**Aim of the exercise**
In the Linux forum post, how many CDs does the first poster say came with Mandrake 7.2?

Ok I went to Wal-Mart.
Picked up Mandrake 7.2
Installed just fine.
I don't understand how this stuff works at all.
I have 4 CD's
The first CD is the install.
The other ones don't autostart or anything.
And I don't know how to install the applications and the Linux Library on these disks.
The manual is not newbie friendly, by the way.
And before yesterday I had never heard of Grub,KDE,Konqueror,Xdrake, or any more of this confusing mumbo jumbo.
I need HELP!

More about : answer post pleeease

January 12, 2001 5:25:26 PM

That's basically how I started Linux too (which was only about a month ago). I downloaded SuSE 7.0 from their FTP site, burned it onto a CD and Installed it. I had no idea what I was doing. I went to the library and got a good book on learning Linux and just started reading. I also found a few good web sites. I just learned as I went along. Now I can compile and install a new kernel, navigate the command line, and install/remove programs.

[Dataset entries]
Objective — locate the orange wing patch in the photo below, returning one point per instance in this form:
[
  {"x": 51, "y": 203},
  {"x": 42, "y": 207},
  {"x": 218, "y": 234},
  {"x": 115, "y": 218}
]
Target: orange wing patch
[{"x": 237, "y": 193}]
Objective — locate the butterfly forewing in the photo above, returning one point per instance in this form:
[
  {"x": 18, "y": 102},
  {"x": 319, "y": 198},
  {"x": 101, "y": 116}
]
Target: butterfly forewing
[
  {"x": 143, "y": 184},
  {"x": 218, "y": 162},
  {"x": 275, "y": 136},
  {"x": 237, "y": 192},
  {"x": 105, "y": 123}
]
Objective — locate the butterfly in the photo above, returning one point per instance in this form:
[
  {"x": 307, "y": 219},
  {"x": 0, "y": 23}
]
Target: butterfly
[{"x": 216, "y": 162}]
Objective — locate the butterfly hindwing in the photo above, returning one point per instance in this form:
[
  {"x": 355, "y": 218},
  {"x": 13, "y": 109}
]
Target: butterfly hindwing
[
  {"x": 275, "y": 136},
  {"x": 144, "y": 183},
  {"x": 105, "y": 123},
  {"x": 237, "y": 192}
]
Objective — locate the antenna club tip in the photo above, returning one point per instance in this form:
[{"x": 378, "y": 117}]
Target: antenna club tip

**Your response**
Four CDs.